PASSAGE SHOWN:
====================

An important part of many distributed applications is the ability to identify someone, known as a principal or client, and to control the client's access to resources. Authentication is the act of validating a client's identity. Generally, clients must present some form of evidence, known as credentials, proving who they are for authentication.
IIS provides a variety of authentication schemes:
  • Anonymous (enabled by default)
  • Basic
  • Digest
  • Integrated Windows authentication (enabled by default)
  • Client Certificate Mapping

Regardless of which method you choose, after IIS authenticates the client it will pass a security token to ASP.NET. If you configure ASP.NET authentication to use Windows authentication and you enable impersonation, ASP.NET will impersonate the user represented by this security token.

Anonymous


Anonymous authentication gives users access to the public areas of your Web site without prompting them for a user name or password. Although listed as an authentication scheme, it is not technically performing any client authentication because the client is not required to supply any credentials. Instead, IIS provides stored credentials to Windows using a special user account, IUSR_machinename. By default, IIS controls the password for this account. Whether or not IIS controls the password affects the permissions the anonymous user has. When IIS controls the password, a subauthentication DLL (iissuba.dll) authenticates the user using a network logon. The function of this DLL is to validate the password supplied by IIS and to inform Windows that the password is valid, thereby authenticating the client. However, it does not actually provide a password to Windows. When IIS does not control the password, IIS calls the LogonUser() API in Windows and provides the account name, password and domain name to log on the user using a local logon. After the logon, IIS caches the security token and impersonates the account. A local logon makes it possible for the anonymous user to access network resources, whereas a network logon does not.

====================

SUPPLIED RECORDS:
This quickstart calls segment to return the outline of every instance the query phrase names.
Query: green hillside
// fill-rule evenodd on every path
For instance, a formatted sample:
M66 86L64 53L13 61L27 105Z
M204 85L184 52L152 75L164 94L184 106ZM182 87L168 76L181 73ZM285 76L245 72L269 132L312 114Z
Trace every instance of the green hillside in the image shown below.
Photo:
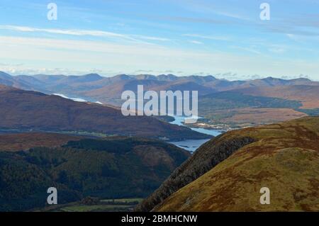
M240 139L250 142L226 152ZM318 211L318 144L319 117L227 132L200 147L138 209ZM214 154L219 162L212 163ZM209 160L199 164L204 156ZM178 188L181 178L188 183ZM169 185L176 189L165 193ZM262 187L270 189L270 205L259 203Z

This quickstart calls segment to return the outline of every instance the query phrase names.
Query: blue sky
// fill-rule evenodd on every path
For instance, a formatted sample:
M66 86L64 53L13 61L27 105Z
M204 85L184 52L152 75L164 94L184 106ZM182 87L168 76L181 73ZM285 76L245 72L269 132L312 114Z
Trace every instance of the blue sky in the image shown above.
M319 1L1 0L0 50L0 70L13 74L319 80Z

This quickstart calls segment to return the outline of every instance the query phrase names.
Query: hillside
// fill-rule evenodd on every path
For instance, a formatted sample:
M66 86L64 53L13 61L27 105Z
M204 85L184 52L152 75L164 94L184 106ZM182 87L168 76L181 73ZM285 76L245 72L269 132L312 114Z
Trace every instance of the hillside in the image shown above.
M208 137L154 117L125 117L114 108L6 87L0 89L0 129L6 130L86 131L171 140Z
M137 210L318 211L319 117L228 132L202 145ZM259 189L271 191L260 205Z
M0 211L43 208L52 186L58 190L59 204L87 196L144 198L189 156L159 140L125 137L2 151Z
M0 152L18 152L33 147L55 147L66 145L71 140L83 139L81 136L72 136L58 133L28 132L0 134Z
M198 91L199 114L205 118L200 123L208 127L224 124L225 128L245 128L319 115L319 82L305 78L229 81L211 75L105 77L97 74L11 76L1 72L0 84L116 106L123 102L122 93L135 91L138 85L143 85L145 91Z

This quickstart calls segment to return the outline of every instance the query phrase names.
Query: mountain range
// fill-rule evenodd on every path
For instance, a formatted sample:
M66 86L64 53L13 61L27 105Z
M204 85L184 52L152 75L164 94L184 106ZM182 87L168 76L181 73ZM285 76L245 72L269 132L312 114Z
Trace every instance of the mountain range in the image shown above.
M31 136L38 138L36 144L35 139L25 139ZM190 156L182 149L156 140L58 136L1 136L0 212L44 208L46 191L52 186L58 190L59 204L89 196L144 198ZM25 148L37 146L22 151L16 147L17 141Z

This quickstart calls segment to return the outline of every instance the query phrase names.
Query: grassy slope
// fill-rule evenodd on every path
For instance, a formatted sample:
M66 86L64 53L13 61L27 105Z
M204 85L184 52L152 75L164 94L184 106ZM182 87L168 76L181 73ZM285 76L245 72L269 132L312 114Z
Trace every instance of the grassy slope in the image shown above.
M318 117L228 132L216 139L245 136L256 141L179 189L155 210L318 211ZM263 186L270 188L270 205L259 203Z

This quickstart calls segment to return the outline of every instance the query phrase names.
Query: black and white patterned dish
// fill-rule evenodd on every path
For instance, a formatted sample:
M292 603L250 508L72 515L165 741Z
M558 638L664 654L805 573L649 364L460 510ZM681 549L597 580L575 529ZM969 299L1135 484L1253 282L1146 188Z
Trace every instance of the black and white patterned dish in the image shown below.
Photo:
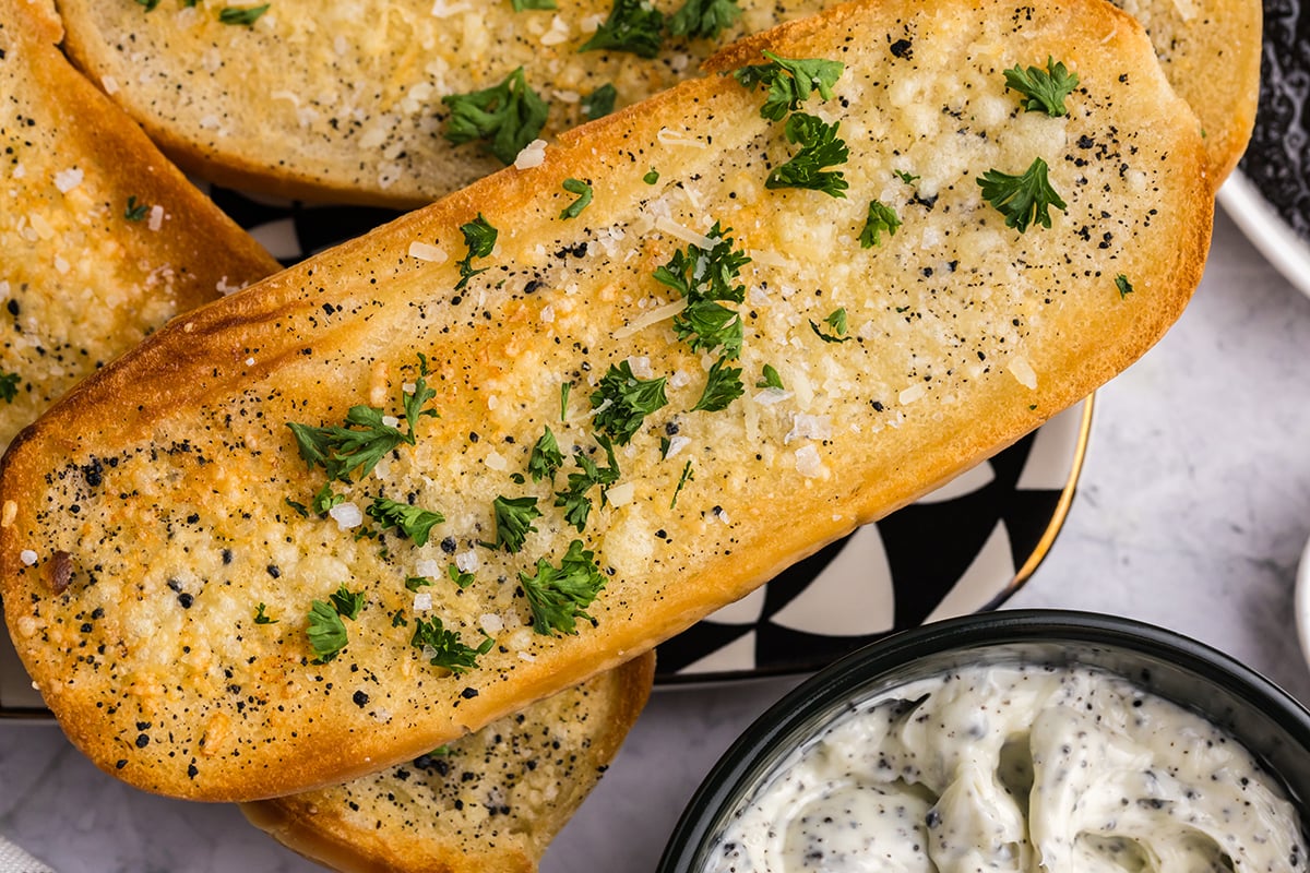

====================

REQUESTS:
• a. Summarize the passage on IIS authentication in two sentences.
• b. Write out the part of the passage on IIS authentication between "An important part" and "this security token.", inclusive.

ANSWERS FOR THIS EXERCISE:
• a. Authentication validates a client's identity, usually by having the client present credentials, and IIS offers several schemes, including Anonymous, Basic, Digest, Integrated Windows authentication, and Client Certificate Mapping, after which it passes a security token to ASP.NET. Anonymous authentication gives users access to public areas of a Web site without asking for credentials: IIS supplies stored credentials through the IUSR_machinename account, using a network logon when IIS controls the password and a local logon when it does not.

• b.
An important part of many distributed applications is the ability to identify someone, known as a principal or client, and to control the client's access to resources. Authentication is the act of validating a client's identity. Generally, clients must present some form of evidence, known as credentials, proving who they are for authentication.
IIS provides a variety of authentication schemes:
  • Anonymous (enabled by default)
  • Basic
  • Digest
  • Integrated Windows authentication (enabled by default)
  • Client Certificate Mapping

Regardless of which method you choose, after IIS authenticates the client it will pass a security token to ASP.NET. If you configure ASP.NET authentication to use Windows authentication and you enable impersonation, ASP.NET will impersonate the user represented by this security token.